[GOAL OF THE EXERCISE] Skip the pictures and quote all of the lines exactly.

++++ DATA SUPPLIED

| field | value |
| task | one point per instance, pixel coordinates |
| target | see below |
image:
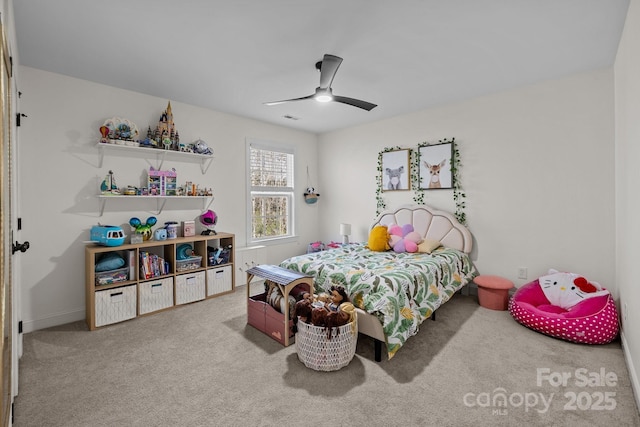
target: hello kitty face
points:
(568, 289)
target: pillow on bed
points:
(379, 239)
(428, 245)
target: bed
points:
(395, 292)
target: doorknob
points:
(22, 247)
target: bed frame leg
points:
(377, 344)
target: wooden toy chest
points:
(261, 315)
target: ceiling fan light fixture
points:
(324, 98)
(323, 95)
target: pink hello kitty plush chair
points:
(566, 306)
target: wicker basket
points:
(319, 352)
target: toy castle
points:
(165, 134)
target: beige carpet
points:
(201, 365)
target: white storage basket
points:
(320, 353)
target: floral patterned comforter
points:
(401, 290)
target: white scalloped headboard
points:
(431, 224)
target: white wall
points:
(537, 169)
(627, 94)
(60, 178)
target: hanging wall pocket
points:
(310, 194)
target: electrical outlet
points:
(522, 272)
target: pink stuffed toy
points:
(404, 239)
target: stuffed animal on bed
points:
(568, 289)
(404, 239)
(379, 239)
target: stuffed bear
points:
(404, 239)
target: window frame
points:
(289, 192)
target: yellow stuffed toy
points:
(379, 239)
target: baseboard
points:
(635, 385)
(54, 320)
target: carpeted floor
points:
(201, 365)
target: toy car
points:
(107, 235)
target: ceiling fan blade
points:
(289, 100)
(328, 69)
(355, 102)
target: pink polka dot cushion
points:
(592, 321)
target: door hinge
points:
(18, 116)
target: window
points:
(271, 192)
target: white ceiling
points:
(235, 55)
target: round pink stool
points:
(493, 291)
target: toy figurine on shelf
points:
(209, 219)
(143, 229)
(201, 147)
(108, 186)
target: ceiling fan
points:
(328, 68)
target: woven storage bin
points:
(318, 352)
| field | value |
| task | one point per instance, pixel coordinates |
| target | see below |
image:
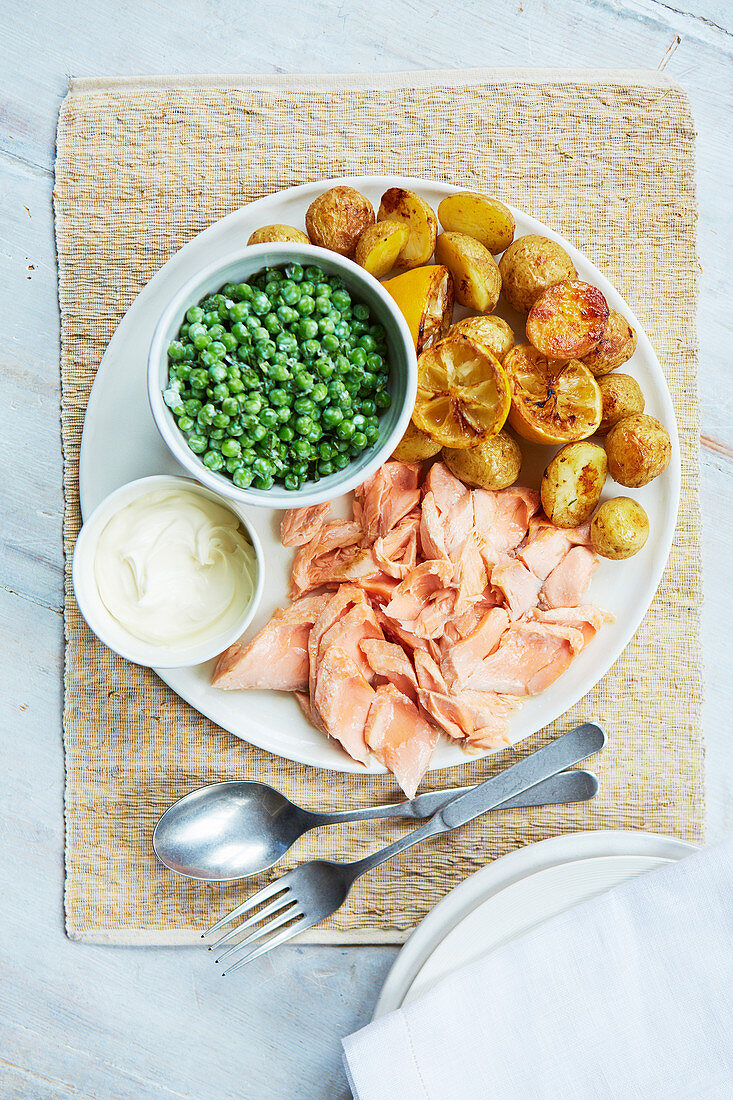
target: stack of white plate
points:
(517, 893)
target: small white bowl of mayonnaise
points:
(166, 572)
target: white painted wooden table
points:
(129, 1023)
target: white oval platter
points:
(120, 443)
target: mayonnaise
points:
(174, 567)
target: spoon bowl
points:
(228, 831)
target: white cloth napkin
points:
(627, 996)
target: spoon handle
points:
(567, 787)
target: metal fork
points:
(316, 890)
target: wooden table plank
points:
(109, 1022)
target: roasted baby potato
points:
(622, 396)
(620, 528)
(338, 218)
(638, 450)
(572, 483)
(567, 320)
(271, 234)
(380, 245)
(400, 205)
(529, 266)
(493, 464)
(615, 347)
(490, 331)
(477, 281)
(415, 446)
(478, 216)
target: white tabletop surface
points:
(137, 1023)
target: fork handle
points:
(566, 787)
(564, 751)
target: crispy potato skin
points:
(477, 281)
(380, 245)
(615, 347)
(567, 320)
(638, 450)
(529, 266)
(622, 396)
(620, 528)
(415, 446)
(492, 332)
(493, 464)
(479, 216)
(401, 205)
(338, 218)
(271, 234)
(572, 483)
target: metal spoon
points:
(228, 831)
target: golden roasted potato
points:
(494, 463)
(380, 245)
(490, 331)
(271, 234)
(415, 446)
(615, 347)
(622, 396)
(400, 205)
(529, 266)
(478, 216)
(638, 450)
(572, 483)
(620, 528)
(567, 320)
(338, 218)
(477, 281)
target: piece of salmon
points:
(449, 513)
(465, 657)
(518, 585)
(386, 497)
(390, 662)
(332, 545)
(396, 551)
(342, 699)
(302, 525)
(336, 605)
(501, 519)
(277, 657)
(568, 582)
(400, 737)
(529, 657)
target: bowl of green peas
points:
(282, 375)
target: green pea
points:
(212, 460)
(197, 443)
(242, 477)
(231, 448)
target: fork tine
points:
(267, 891)
(285, 899)
(274, 942)
(283, 917)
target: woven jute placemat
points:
(142, 166)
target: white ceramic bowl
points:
(238, 267)
(107, 628)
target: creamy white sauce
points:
(175, 568)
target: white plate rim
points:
(544, 875)
(181, 680)
(457, 904)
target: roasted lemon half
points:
(462, 393)
(553, 402)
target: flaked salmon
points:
(400, 737)
(302, 525)
(276, 658)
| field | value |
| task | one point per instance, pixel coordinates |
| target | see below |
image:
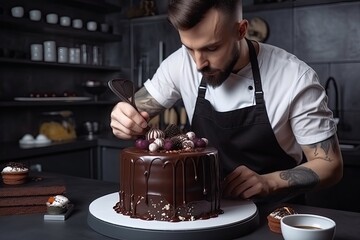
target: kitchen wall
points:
(325, 36)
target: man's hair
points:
(185, 14)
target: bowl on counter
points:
(307, 227)
(95, 88)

++++++++

[RESPONSE TO THE TASK]
| field | value |
| task | one point per instance, pixel coordinates |
| target | see below |
image:
target: hello kitty face
points:
(568, 289)
target: pillow on bed
points:
(379, 239)
(428, 245)
target: bed
points:
(395, 292)
target: doorknob
points:
(22, 247)
target: bed frame leg
points:
(377, 344)
target: wooden toy chest
points:
(261, 315)
target: ceiling fan light fixture
points:
(324, 98)
(323, 95)
target: pink hello kitty plush chair
points:
(566, 306)
target: wicker basket
points:
(319, 352)
target: toy castle
points:
(165, 134)
target: beige carpet
points:
(201, 365)
target: white storage basket
points:
(320, 353)
target: floral patterned comforter
points:
(401, 290)
target: white scalloped headboard
points:
(431, 224)
target: white wall
points:
(537, 169)
(627, 94)
(60, 178)
target: hanging wall pocket
points:
(310, 194)
target: electrical outlet
points:
(522, 272)
target: pink stuffed toy
points:
(404, 239)
target: stuffed animal on bed
points:
(568, 289)
(404, 239)
(379, 239)
target: stuffed bear
points:
(404, 239)
target: window frame
points:
(289, 192)
target: yellow stuffed toy
points:
(379, 239)
target: baseboard
points:
(635, 385)
(54, 320)
target: carpeted floor
points:
(201, 365)
target: toy car
points:
(107, 235)
target: ceiling fan blade
points:
(289, 100)
(328, 69)
(355, 102)
target: pink polka dot cushion
points:
(592, 321)
target: door hinge
points:
(18, 116)
target: window
points:
(271, 192)
target: white ceiling
points:
(235, 55)
target: round pink stool
points:
(493, 291)
target: toy figurine on shelf
points:
(209, 219)
(143, 229)
(201, 147)
(108, 186)
target: ceiling fan
points:
(328, 68)
target: woven storage bin
points:
(318, 352)
| field | value |
| task | one point per instance, pixel coordinates |
| target | see below |
image:
target: stack of white plate
points:
(517, 893)
target: small white bowl of mayonnaise
points:
(166, 572)
target: white painted wooden table
points:
(129, 1023)
target: white oval platter
points:
(120, 443)
target: mayonnaise
points:
(174, 567)
target: spoon bowl
points:
(228, 831)
target: white cloth napkin
points:
(627, 996)
target: spoon handle
points:
(567, 787)
target: metal fork
points:
(316, 890)
target: wooden table plank
points:
(109, 1022)
target: roasted baby potato
points:
(622, 396)
(620, 528)
(338, 218)
(638, 450)
(572, 483)
(567, 320)
(271, 234)
(380, 245)
(400, 205)
(529, 266)
(493, 464)
(615, 347)
(490, 331)
(477, 281)
(415, 446)
(478, 216)
target: white tabletop surface
points:
(137, 1023)
target: fork handle
points:
(566, 787)
(564, 751)
target: crispy potato skin
points:
(477, 281)
(380, 245)
(615, 347)
(567, 320)
(638, 450)
(529, 266)
(622, 396)
(620, 528)
(415, 446)
(492, 332)
(493, 464)
(479, 216)
(401, 205)
(338, 218)
(271, 234)
(572, 483)
target: metal spoon
points:
(228, 831)
target: golden roasted potato
points:
(494, 463)
(380, 245)
(490, 331)
(271, 234)
(415, 446)
(615, 347)
(622, 396)
(400, 205)
(529, 266)
(478, 216)
(638, 450)
(572, 483)
(620, 528)
(567, 320)
(338, 218)
(477, 281)
target: piece of salmon
points:
(449, 513)
(465, 657)
(518, 585)
(386, 497)
(390, 662)
(332, 545)
(396, 551)
(342, 699)
(302, 525)
(336, 605)
(501, 519)
(277, 657)
(568, 582)
(400, 737)
(529, 657)
target: bowl of green peas
points:
(282, 375)
target: green pea
points:
(212, 460)
(197, 443)
(242, 477)
(231, 448)
target: fork tine
points:
(267, 891)
(285, 899)
(274, 942)
(283, 917)
target: woven jute placemat
points:
(142, 166)
target: white ceramic bowl
points:
(238, 267)
(107, 628)
target: creamy white sauce
points:
(175, 568)
target: white plate rim
points:
(544, 875)
(181, 680)
(457, 904)
target: roasted lemon half
points:
(462, 393)
(553, 402)
target: flaked salmon
points:
(400, 737)
(302, 525)
(276, 658)
| field | value |
| task | one point per instance, pixel coordinates |
| target | see below |
image:
target: kitchen wall
points:
(325, 36)
target: man's hair
points:
(185, 14)
target: bowl on counter
points:
(307, 227)
(95, 88)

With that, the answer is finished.